- To be done -
Reproduce each line exactly, including spacing and punctuation.

- Listed entries -
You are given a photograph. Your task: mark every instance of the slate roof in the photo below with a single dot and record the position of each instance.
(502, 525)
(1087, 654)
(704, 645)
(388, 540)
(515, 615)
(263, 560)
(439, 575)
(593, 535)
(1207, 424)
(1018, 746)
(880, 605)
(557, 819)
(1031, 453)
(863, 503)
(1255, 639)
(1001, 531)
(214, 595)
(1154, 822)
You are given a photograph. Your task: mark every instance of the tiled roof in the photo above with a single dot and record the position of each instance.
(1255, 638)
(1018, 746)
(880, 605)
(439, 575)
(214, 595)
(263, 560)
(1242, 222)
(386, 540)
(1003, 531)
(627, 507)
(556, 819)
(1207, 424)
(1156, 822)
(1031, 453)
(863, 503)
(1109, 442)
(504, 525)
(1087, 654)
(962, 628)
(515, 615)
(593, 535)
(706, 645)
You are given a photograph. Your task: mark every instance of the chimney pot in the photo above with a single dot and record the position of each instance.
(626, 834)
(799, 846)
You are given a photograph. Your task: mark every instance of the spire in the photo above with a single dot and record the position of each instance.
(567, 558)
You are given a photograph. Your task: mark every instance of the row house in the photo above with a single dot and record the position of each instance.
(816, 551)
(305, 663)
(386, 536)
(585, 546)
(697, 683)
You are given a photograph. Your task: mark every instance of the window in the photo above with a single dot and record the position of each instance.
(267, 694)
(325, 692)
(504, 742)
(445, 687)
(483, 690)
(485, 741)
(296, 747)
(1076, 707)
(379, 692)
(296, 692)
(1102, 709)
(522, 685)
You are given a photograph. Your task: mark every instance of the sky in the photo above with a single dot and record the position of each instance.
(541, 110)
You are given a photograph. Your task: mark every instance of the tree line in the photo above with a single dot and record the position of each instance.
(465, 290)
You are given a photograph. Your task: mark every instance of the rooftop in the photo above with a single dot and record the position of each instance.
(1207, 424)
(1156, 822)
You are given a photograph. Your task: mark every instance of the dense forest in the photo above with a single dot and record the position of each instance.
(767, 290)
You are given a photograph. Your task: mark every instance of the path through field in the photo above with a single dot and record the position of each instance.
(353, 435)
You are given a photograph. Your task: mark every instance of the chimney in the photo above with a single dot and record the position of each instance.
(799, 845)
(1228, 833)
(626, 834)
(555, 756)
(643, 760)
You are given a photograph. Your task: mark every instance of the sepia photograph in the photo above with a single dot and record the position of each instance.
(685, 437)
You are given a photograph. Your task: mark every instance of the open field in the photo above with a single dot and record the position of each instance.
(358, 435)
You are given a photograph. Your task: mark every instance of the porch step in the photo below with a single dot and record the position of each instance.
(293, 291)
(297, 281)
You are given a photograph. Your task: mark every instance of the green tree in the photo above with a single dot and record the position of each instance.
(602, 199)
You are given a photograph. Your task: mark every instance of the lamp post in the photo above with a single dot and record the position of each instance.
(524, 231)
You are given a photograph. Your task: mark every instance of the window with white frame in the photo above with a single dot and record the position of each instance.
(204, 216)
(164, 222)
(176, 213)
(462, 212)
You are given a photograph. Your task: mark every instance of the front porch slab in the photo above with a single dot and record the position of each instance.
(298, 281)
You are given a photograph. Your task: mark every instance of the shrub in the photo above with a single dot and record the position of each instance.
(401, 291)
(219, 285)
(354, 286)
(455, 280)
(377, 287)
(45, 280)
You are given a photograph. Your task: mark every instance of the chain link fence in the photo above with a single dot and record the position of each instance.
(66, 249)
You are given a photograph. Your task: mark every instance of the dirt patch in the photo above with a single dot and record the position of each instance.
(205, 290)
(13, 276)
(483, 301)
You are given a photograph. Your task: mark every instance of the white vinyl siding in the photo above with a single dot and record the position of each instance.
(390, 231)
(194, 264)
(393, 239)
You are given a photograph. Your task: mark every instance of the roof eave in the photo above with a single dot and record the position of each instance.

- Exercise answer -
You are given a photograph. Your task: mark every instance of the slate roof in the photo below with a single dot and record the position of each instance.
(502, 525)
(1087, 654)
(704, 645)
(388, 540)
(515, 615)
(263, 560)
(439, 575)
(593, 535)
(1207, 424)
(1018, 746)
(880, 605)
(557, 819)
(1031, 453)
(863, 503)
(1255, 639)
(1001, 531)
(214, 595)
(1154, 822)
You are given a photograph. Your task: mark every instance of the tiled roof in the photo above with a single dot and record the position of each instance.
(1255, 638)
(1018, 746)
(880, 605)
(439, 575)
(214, 595)
(263, 560)
(1242, 222)
(386, 540)
(1003, 531)
(627, 507)
(556, 819)
(1207, 424)
(1156, 822)
(1031, 453)
(863, 503)
(1109, 442)
(504, 525)
(1087, 654)
(962, 628)
(515, 615)
(593, 535)
(706, 645)
You are given a photograph. Your task: mark every instance of the chimney pot in the photo above with a single dot and record the position of each instance.
(626, 834)
(799, 846)
You are given a photograph. Your task: mark every instance of the spire in the photo above with a single dot and record the position of each instance.
(567, 558)
You are given a photograph. Your task: mark every instance of the row house in the photo above with a single dot and record the position of each instance.
(816, 551)
(305, 663)
(386, 536)
(585, 546)
(697, 683)
You are given a photograph. Your task: mark every instance of the window in the photo above with a single dot and record the position of each instance.
(267, 694)
(325, 692)
(504, 742)
(445, 687)
(483, 690)
(485, 741)
(296, 747)
(1076, 707)
(379, 692)
(296, 692)
(1102, 709)
(522, 685)
You are given a photograph. Your task: mark every instance of the sky in the photo above with a single dot and record the position of each instance.
(541, 110)
You are given a photograph. Your task: mark every instance of the tree line in the photo above with a single dot and record the position of each instance.
(465, 290)
You are given a photograph. Your task: mark every instance of the rooftop in the photo above with a single dot and record the position of each instance.
(1207, 424)
(1156, 822)
You are given a photograph. Your task: mark every instance of the dense forest in the photo above with a single dot and record the position of each instance.
(767, 290)
You are given a photograph. Your task: mark every instance of the path through field in the photo above with a single dot and record the position of each instance.
(353, 435)
You are given a photograph. Your task: mark every instance of the chimney in the photo above with a single dot and record the position of each instance.
(799, 845)
(1228, 833)
(626, 834)
(555, 756)
(643, 760)
You are given a photograph. Your task: mark every instance of the sepia photograph in the photo above with a single dot and record the position of each instance.
(685, 437)
You are given a photograph. Your task: mark every instance of the open field in the photo above with a single dot and record the position of each instance.
(358, 435)
You are given a photograph. Your task: mark every instance of the porch step in the photo below with a single dot and record the position of each instance.
(293, 291)
(297, 281)
You are given a photograph. Your task: mark every instance of the green tree in the photo above with a single dot and record the position of each instance.
(602, 199)
You are given a photograph. Your task: mark every instance of the lamp post in the photo above with a single dot and record the position of each instance.
(524, 231)
You are given a photograph. Your task: mark every instance of the window with white frame in the photo above with a single dot and record the position of each instance.
(204, 216)
(164, 222)
(176, 213)
(462, 212)
You are given a photograph. Your task: mark every instance of the front porch slab in the photo above with a single dot and record the position of each instance.
(298, 281)
You are given a photograph. Your task: mark every instance of the shrub in the photo above with a single dot and record the position of each instance.
(401, 291)
(219, 285)
(354, 286)
(455, 280)
(377, 287)
(45, 280)
You are given a photograph. Your task: mark every instance of the chain link fence in the photo above with a single dot and record the position of each instance.
(66, 249)
You are given a photograph. Your task: mark every instance of the dirt patch in the photo above with a single dot and record the position of each instance.
(205, 290)
(13, 276)
(483, 301)
You are given a photograph. Your task: mark every instance of the white vinyl siding in the photo above with a single dot and record the position of each instance.
(390, 231)
(194, 264)
(393, 239)
You are given a photograph. Your task: mark every instance of the roof eave in the photo above with a single dot and record the position of each instance.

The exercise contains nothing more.